■ Page:
******************************

But over to content: our colleagues in the climate/energy/security sphere over at CNA did a great job with another report from its Military Advisory Board (retired flag officers, all) that is sure to be a conversation-setter. Here is what I think is their most interesting/potentially important recommendation:
Recommendation 3: The Department of Defense should partner with private sector innovators and establish an Operational Energy Innovation Center. In pursuing its most urgent energy vulnerabilities, DOD should take steps to ensure that it receives input from all innovators, including those in the smallest companies. However, information and communication barriers, largely related to the size disparity of the organizations, impede such collaboration. One potential avenue to connect DOD to innovators is through technology incubators, which provide the expertise needed to get small innovators firmly established. By cultivating a partnership, DOD could provide the testing data and initial market necessary to commercialize new clean energy technologies. Furthermore, to address its most urgent energy concerns, DOD could combine the innovators from nascent businesses with researchers from larger private firms, universities, and national laboratories in an Operational Energy Innovation Center, modeled on DOE’s Innovation Hubs. The Center could be funded through a competitive Operational Energy Innovation Fund.
Last week, the Quadrennial Defense Review Independent Review Panel released its final report on the 2010 Quadrennial Defense Review (QDR). The five-month review of the QDR was an opportunity for a panel of national security and defense experts (including CNAS Commander-in-Chief Dr. John Nagl) to assess the shortcomings of the QDR and its processes, and to analyze U.S. national security priorities and challenges from outside the Department of Defense bureaucracy. According to the report:
The issues raised in the body of this Report are sufficiently serious that we believe an explicit warning is appropriate. The aging of the inventories and equipment used by the services, the decline in the size of the Navy, escalating personnel entitlements, overhead and procurement costs, and the growing stress on the force means that a train wreck is coming in the areas of personnel, acquisition, and force structure. (Emphasis mine)

******************************

■ Excerpted data:
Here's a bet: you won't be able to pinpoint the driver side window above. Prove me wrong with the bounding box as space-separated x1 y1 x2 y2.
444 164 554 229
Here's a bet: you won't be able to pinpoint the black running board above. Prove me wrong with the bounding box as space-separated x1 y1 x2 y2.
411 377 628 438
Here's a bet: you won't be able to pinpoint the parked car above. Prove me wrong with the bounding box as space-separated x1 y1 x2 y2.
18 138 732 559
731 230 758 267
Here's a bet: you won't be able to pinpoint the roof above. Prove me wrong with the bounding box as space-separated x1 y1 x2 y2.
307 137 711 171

******************************

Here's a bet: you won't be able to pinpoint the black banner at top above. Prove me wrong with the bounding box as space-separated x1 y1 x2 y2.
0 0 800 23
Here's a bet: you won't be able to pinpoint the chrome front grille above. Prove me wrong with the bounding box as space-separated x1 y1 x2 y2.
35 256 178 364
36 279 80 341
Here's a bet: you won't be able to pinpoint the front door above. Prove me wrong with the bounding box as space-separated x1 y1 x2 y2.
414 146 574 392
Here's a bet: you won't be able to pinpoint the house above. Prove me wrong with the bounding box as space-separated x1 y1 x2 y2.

******************************

■ What is asked: Render this sentence from the defense energy text in Spanish: "The Center could be funded through a competitive Operational Energy Innovation Fund."

■ Exercise output: El Centro podría financiarse mediante un Fondo competitivo de Innovación en Energía Operacional.